== PAGE ==
-- -- --

Java: Is there a container which effectively combines HashMap and ArrayList?

I keep finding a need for a container which is both a HashMap (for fast lookup on a key type) and an ArrayList (for fast access by integer index).
LinkedHashMap is almost right, in that it keeps an iterable list, but it is unfortunately a linked list... retrieving the Nth element requires iterating from 1 to N.
Is there a container type which fits this bill and which I've somehow missed? What do other people do when they need to access the same set of data by key and by index?

Take a look at Apache Commons LinkedMap.

If you are removing (in the middle) as well as accessing by index and by key (which means that the indexes are changing), you are possible out of look - I think there simply can't be an implementation which provides O(1) for both of remove (by index, key or iterator) and get(index). This is why we have both LinkedList (with iterator.remove() or remove(0) in O(1)) and ArrayList (with get(index) in O(1)) in the standard API.
You could have both removing and index-getting in O(log n) if you use a tree structure instead of array or linked list (which could be combined with a O(1) key based read access - getting the index for your key-value-pair would still need O(log n), though).

-- -- --

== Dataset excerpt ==

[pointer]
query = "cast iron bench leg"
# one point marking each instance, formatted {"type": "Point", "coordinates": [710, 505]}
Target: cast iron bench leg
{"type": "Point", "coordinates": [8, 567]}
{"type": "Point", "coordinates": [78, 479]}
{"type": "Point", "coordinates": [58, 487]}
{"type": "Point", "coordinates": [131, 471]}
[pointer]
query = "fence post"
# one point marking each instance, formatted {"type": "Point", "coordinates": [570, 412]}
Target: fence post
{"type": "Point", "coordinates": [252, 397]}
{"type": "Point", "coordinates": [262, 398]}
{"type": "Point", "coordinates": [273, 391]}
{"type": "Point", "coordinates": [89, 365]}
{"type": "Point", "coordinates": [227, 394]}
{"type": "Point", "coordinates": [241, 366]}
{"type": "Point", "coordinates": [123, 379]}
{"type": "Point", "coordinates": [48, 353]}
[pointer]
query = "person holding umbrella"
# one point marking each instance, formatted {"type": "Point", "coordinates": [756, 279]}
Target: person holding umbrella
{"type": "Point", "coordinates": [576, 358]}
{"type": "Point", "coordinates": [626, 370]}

-- -- --

== GIVEN REQUEST 1 ==
Gather every line of the records that contains the string "query".
== GIVEN REQUEST 2 ==
Go on with the thread about combining HashMap and ArrayList in Java, starting after its last sentence.

== FINAL RESULT 1 ==
query = "cast iron bench leg"
query = "fence post"
query = "person holding umbrella"

== FINAL RESULT 2 ==
If you don't want to remove anything, or can live with following indexed not shifted (i.e. remove(i) being equivalent to set(i, null), there is nothing which forbids having both O(1) index and key access - in fact, then the index is simply a second key here, so you could simply use a HashMap and a ArrayList (or two HashMaps) then, with a thin wrapper combining both.
Edit: So, here is an implementation of ArrayHashMap like described in the last paragraph above (using the "expensive remove" variant). It implements the interface IndexedMap below. (If you don't want to copy+paste here, both are also in my github account which will be updated in case of later changes).
package de.fencing_game.paul.examples;
import java.util.*;
/**
* A combination of ArrayList and HashMap which allows O(1) for read and
* modifiying access by index and by key.
* <p>
* Removal (either by key or by index) is O(n), though,
* as is indexed addition of a new Entry somewhere else than the end.
* (Adding at the end is in amortized O(1).)
* </p>
* <p>
* (The O(1) complexity for key based operations is under the condition
* "if the hashCode() method of the keys has a suitable distribution and
* takes constant time", as for any hash-based data structure.)
* </p>
* <p>
* This map allows null keys and values, but clients should think about
* avoiding using these, since some methods return null to show
* "no such mapping".
* </p>
* <p>
* This class is not thread-safe (like ArrayList and HashMap themselves).
* </p>
* <p>
* This class is inspired by the question
* Is there a container which effectively combines HashMap and ArrayList? on Stackoverflow.
* </p>
* #author Paŭlo Ebermann
*/
public class ArrayHashMap<K,V>
extends AbstractMap<K,V>
implements IndexedMap<K,V>
{
/**
* Our backing map.
*/
private Map<K, SimpleEntry<K,V>> baseMap;
/**
* our backing list.
*/
private List<SimpleEntry<K,V>> entries;
/**
* creates a new ArrayHashMap with default parameters.
* (TODO: add more constructors which allow tuning.)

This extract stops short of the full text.